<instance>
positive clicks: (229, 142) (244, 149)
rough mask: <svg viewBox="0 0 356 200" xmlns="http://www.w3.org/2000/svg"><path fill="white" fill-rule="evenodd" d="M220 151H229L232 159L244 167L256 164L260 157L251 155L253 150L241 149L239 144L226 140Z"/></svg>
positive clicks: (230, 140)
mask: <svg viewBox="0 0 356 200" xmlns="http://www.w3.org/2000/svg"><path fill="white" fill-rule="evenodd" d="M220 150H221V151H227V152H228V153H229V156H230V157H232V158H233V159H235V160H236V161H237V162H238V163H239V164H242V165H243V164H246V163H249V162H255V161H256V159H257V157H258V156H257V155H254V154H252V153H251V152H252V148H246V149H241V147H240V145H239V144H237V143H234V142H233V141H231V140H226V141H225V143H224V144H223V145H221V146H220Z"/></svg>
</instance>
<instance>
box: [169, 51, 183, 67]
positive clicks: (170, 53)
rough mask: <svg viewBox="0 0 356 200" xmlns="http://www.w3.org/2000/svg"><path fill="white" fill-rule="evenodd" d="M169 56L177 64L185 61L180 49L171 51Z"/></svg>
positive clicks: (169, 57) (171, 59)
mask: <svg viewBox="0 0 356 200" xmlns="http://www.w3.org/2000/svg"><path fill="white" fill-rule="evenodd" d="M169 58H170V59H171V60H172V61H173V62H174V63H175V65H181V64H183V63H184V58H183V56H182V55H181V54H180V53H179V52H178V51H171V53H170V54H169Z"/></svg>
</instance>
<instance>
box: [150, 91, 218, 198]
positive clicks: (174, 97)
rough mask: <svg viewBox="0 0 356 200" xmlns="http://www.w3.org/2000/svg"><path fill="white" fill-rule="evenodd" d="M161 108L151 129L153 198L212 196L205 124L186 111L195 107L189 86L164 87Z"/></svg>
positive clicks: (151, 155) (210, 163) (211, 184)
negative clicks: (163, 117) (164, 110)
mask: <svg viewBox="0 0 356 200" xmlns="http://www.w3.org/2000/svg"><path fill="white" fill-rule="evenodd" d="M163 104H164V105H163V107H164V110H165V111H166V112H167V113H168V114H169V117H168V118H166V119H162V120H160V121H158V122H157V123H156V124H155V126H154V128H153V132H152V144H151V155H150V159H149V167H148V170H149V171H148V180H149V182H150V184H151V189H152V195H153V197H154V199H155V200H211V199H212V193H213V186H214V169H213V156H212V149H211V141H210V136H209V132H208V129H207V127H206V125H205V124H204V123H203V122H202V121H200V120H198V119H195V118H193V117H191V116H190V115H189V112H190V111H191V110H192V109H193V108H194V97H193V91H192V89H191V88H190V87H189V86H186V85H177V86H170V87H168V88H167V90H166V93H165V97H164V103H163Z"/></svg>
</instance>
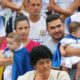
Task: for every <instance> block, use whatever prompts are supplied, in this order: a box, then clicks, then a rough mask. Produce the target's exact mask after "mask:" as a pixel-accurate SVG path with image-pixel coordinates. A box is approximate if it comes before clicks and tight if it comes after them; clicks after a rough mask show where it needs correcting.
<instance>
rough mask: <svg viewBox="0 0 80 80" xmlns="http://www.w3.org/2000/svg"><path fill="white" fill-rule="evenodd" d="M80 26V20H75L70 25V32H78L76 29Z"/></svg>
mask: <svg viewBox="0 0 80 80" xmlns="http://www.w3.org/2000/svg"><path fill="white" fill-rule="evenodd" d="M78 28H80V23H79V22H76V21H73V22H71V23H70V26H69V32H70V33H72V32H76V30H77V29H78Z"/></svg>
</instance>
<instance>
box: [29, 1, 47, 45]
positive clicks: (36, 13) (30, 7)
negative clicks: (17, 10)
mask: <svg viewBox="0 0 80 80" xmlns="http://www.w3.org/2000/svg"><path fill="white" fill-rule="evenodd" d="M41 7H42V0H29V21H30V38H31V39H33V40H35V41H37V42H40V43H41V44H43V43H44V42H45V41H46V38H47V32H46V21H45V19H44V18H43V17H42V16H41V14H40V13H41Z"/></svg>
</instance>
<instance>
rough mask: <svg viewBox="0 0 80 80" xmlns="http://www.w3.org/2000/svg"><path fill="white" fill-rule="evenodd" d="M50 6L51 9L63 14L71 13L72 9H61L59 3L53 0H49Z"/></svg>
mask: <svg viewBox="0 0 80 80" xmlns="http://www.w3.org/2000/svg"><path fill="white" fill-rule="evenodd" d="M50 8H51V10H53V11H55V12H57V13H60V14H63V15H69V14H72V11H71V10H70V9H68V10H67V11H66V10H63V9H62V8H61V7H60V6H59V5H57V4H56V2H55V0H50Z"/></svg>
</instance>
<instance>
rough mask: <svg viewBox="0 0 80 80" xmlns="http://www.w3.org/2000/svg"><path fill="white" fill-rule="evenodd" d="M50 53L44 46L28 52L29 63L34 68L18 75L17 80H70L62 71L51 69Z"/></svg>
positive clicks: (34, 49) (50, 60) (48, 49)
mask: <svg viewBox="0 0 80 80" xmlns="http://www.w3.org/2000/svg"><path fill="white" fill-rule="evenodd" d="M51 60H52V53H51V52H50V50H49V49H48V48H47V47H46V46H43V45H41V46H38V47H35V48H33V49H32V51H31V53H30V61H31V65H32V66H33V67H34V69H35V70H33V71H29V72H27V73H25V74H24V75H22V76H20V77H19V78H18V79H17V80H70V78H69V75H68V74H67V73H66V72H64V71H59V70H54V69H51Z"/></svg>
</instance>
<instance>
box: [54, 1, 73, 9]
mask: <svg viewBox="0 0 80 80" xmlns="http://www.w3.org/2000/svg"><path fill="white" fill-rule="evenodd" d="M55 2H56V3H57V4H58V5H59V6H60V7H61V8H62V9H64V10H65V9H67V8H68V7H69V6H70V5H71V4H72V3H73V2H74V0H55Z"/></svg>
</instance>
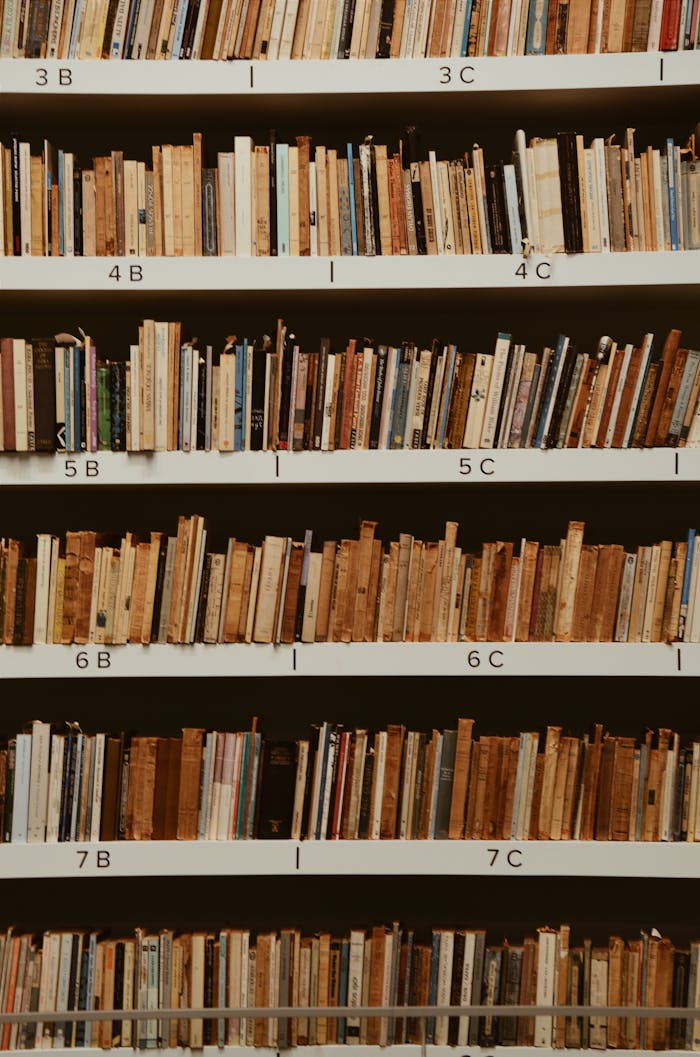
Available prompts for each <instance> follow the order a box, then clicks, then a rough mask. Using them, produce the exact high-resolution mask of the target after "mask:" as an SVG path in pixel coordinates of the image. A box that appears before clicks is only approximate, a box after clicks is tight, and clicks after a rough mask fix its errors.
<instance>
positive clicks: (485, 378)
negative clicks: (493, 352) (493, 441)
mask: <svg viewBox="0 0 700 1057" xmlns="http://www.w3.org/2000/svg"><path fill="white" fill-rule="evenodd" d="M493 363H494V357H493V356H489V355H487V354H483V353H477V359H476V364H475V366H474V377H473V378H472V392H471V396H469V406H468V412H467V415H466V423H465V426H464V441H463V443H462V447H464V448H478V447H479V445H480V441H481V430H482V426H483V419H484V411H485V407H486V394H487V392H489V383H490V381H491V371H492V368H493Z"/></svg>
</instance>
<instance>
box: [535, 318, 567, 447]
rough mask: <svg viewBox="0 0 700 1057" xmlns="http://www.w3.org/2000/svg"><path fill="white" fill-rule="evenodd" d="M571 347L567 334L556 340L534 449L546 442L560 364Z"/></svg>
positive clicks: (539, 412)
mask: <svg viewBox="0 0 700 1057" xmlns="http://www.w3.org/2000/svg"><path fill="white" fill-rule="evenodd" d="M568 347H569V338H568V337H567V336H566V335H565V334H559V336H558V337H557V339H556V349H555V350H554V355H553V356H552V358H551V359H550V364H549V370H548V375H547V383H546V386H545V395H544V396H542V401H541V404H540V411H539V422H538V423H537V433H536V434H535V443H534V444H533V447H534V448H541V446H542V443H544V441H545V426H546V425H547V419H548V410H549V407H550V405H551V403H552V401H553V400H554V386H555V385H556V382H557V378H558V373H559V364H560V363H561V357H563V356H564V355H565V353H566V351H567V349H568Z"/></svg>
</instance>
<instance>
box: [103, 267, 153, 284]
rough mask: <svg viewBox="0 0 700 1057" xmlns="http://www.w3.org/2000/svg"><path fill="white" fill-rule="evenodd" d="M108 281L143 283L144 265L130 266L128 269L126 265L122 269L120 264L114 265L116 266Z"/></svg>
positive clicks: (113, 270)
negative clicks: (123, 281) (110, 279)
mask: <svg viewBox="0 0 700 1057" xmlns="http://www.w3.org/2000/svg"><path fill="white" fill-rule="evenodd" d="M108 279H113V280H114V282H123V281H125V282H143V281H144V268H143V265H142V264H129V265H128V267H127V266H126V265H125V266H124V267H121V266H119V265H118V264H114V266H113V267H112V268H110V271H109V274H108Z"/></svg>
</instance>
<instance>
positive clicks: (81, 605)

○ ○ ○ ○ ○ ○ ○

> Exercise goal: Transcribe the records from their first line. Stop after the line with "positive clicks: (170, 53)", including it.

> Answer:
<instance>
positive clicks: (229, 142) (244, 149)
rough mask: <svg viewBox="0 0 356 200" xmlns="http://www.w3.org/2000/svg"><path fill="white" fill-rule="evenodd" d="M220 151H229L232 159L244 167L256 164L260 157L251 155L253 150L241 149L239 144L226 140Z"/></svg>
positive clicks: (230, 140)
mask: <svg viewBox="0 0 356 200" xmlns="http://www.w3.org/2000/svg"><path fill="white" fill-rule="evenodd" d="M220 150H221V151H227V152H228V153H229V156H230V157H232V158H233V159H235V160H236V161H237V162H238V163H239V164H242V165H243V164H246V163H249V162H255V161H256V159H257V157H258V156H257V155H254V154H252V153H251V152H252V148H246V149H241V147H240V145H239V144H237V143H234V142H233V141H231V140H226V141H225V143H224V144H223V145H221V146H220Z"/></svg>
</instance>
<instance>
box: [169, 51, 183, 67]
positive clicks: (170, 53)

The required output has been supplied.